__Items listed in a dataset__.
────────────────────

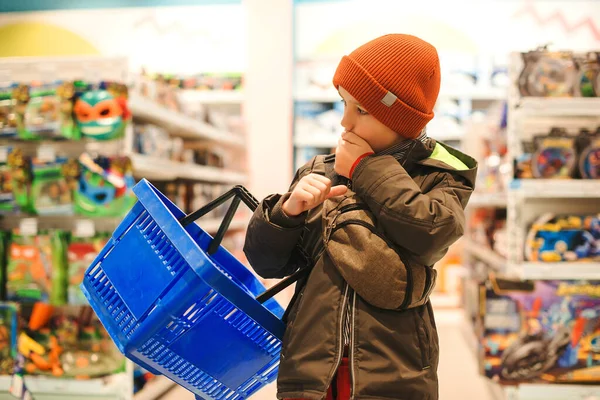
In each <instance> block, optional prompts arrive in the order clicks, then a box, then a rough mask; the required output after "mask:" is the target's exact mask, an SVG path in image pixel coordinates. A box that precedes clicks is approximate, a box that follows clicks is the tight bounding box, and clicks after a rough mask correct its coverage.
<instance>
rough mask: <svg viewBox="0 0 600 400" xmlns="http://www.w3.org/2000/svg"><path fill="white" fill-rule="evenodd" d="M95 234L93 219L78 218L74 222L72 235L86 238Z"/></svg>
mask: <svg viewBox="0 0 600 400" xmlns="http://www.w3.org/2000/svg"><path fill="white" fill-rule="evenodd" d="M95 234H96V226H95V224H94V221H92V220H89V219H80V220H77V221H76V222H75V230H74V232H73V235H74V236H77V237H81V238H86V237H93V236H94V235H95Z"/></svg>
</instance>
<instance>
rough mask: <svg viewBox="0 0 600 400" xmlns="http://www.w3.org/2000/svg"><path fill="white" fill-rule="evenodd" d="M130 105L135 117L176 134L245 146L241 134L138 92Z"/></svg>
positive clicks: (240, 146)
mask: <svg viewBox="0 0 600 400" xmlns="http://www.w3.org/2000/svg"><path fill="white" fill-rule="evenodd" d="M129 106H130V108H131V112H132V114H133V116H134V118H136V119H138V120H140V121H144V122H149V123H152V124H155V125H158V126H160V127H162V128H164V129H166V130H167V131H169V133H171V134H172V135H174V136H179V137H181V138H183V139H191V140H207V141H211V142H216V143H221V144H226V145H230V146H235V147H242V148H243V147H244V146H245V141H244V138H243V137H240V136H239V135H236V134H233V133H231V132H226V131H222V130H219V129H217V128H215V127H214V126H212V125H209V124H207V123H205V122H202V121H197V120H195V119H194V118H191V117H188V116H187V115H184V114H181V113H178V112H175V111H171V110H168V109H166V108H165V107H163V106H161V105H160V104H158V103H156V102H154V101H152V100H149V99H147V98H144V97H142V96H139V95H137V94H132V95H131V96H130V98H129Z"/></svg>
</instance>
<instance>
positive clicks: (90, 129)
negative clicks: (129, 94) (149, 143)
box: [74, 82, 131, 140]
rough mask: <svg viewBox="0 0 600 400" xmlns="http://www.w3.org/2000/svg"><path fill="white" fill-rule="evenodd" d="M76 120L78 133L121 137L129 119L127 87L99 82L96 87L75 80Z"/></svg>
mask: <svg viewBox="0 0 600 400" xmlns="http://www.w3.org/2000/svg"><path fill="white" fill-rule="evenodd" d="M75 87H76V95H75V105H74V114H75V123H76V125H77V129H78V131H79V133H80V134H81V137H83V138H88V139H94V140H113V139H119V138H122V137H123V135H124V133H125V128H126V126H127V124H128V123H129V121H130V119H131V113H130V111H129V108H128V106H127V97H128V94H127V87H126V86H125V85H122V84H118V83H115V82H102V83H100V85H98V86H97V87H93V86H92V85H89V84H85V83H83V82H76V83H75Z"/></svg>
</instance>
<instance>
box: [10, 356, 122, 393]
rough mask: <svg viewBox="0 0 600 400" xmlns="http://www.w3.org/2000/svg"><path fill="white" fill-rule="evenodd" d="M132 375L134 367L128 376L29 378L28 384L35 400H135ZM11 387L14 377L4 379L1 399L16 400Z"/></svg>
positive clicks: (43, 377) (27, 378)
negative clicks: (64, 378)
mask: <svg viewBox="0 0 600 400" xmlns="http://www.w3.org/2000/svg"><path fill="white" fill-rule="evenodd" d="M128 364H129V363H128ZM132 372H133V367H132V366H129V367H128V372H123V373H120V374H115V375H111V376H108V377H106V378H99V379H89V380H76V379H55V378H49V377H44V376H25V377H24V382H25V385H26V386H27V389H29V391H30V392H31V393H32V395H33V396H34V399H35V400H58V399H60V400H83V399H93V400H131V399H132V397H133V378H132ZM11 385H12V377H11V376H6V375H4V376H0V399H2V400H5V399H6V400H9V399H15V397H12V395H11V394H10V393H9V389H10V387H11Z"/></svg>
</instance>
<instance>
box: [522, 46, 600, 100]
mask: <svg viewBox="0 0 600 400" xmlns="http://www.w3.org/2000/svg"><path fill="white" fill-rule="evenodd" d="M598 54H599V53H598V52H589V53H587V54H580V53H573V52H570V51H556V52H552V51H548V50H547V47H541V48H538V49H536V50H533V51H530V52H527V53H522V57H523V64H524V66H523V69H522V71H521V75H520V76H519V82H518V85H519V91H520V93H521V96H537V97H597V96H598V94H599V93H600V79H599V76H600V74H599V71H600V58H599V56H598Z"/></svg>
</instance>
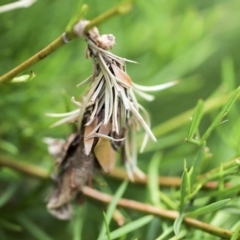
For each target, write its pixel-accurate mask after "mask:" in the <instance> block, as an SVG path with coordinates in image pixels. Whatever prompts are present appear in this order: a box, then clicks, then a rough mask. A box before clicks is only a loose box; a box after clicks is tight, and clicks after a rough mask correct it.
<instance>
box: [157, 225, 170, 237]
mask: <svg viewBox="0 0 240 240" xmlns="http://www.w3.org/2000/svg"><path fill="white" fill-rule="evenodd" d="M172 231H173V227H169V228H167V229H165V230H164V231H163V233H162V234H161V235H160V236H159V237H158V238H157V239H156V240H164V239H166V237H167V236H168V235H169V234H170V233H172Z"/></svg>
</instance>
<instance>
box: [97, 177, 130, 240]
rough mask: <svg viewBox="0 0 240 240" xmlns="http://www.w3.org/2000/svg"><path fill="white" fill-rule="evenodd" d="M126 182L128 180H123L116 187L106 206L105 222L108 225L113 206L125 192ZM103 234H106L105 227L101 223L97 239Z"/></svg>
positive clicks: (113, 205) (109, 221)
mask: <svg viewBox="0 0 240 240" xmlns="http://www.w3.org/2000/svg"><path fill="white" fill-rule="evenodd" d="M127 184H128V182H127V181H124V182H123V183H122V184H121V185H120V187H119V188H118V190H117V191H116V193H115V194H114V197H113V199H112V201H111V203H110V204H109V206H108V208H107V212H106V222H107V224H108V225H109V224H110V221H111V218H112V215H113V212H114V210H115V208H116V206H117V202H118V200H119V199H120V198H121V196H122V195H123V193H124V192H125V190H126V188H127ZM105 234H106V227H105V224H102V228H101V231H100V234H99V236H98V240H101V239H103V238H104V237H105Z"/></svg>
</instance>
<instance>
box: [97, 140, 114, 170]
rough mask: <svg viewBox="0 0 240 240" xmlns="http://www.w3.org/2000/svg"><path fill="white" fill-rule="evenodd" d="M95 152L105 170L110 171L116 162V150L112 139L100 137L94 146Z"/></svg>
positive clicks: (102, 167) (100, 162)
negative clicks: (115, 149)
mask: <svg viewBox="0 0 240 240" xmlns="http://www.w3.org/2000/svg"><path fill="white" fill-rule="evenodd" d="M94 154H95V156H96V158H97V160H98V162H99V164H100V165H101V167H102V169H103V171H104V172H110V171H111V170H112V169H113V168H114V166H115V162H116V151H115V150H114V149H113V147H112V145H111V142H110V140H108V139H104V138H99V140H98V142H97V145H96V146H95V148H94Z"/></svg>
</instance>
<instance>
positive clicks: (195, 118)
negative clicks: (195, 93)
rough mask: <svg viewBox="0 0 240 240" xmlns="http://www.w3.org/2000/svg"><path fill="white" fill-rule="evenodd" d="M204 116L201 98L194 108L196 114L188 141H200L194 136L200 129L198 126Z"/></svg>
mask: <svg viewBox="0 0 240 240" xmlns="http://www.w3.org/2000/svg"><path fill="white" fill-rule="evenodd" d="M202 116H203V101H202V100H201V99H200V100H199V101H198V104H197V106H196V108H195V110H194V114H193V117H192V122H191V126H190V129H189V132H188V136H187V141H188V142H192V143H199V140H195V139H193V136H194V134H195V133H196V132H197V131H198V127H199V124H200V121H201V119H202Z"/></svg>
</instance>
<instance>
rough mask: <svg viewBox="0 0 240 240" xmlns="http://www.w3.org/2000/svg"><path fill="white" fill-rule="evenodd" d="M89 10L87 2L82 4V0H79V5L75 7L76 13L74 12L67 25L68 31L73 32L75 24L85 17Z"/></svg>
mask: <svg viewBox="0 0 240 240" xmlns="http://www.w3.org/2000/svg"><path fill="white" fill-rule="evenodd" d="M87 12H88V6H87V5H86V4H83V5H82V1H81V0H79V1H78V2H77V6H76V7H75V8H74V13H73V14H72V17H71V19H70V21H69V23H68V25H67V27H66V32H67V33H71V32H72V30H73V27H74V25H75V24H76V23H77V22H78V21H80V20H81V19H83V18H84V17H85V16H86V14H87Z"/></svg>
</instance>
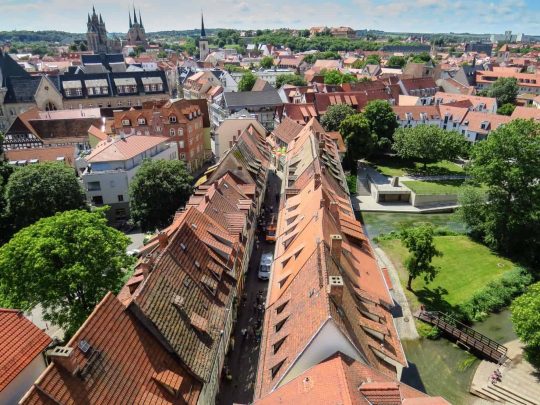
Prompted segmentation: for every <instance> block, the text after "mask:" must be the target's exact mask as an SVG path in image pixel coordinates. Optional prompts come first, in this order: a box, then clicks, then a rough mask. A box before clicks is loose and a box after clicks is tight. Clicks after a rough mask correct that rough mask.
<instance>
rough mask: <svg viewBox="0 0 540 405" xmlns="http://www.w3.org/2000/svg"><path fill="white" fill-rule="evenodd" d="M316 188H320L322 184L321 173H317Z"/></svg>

────────────────────

Count the lines in the material above that contain the string "block", and reply with the number alone.

__Exercise result__. 3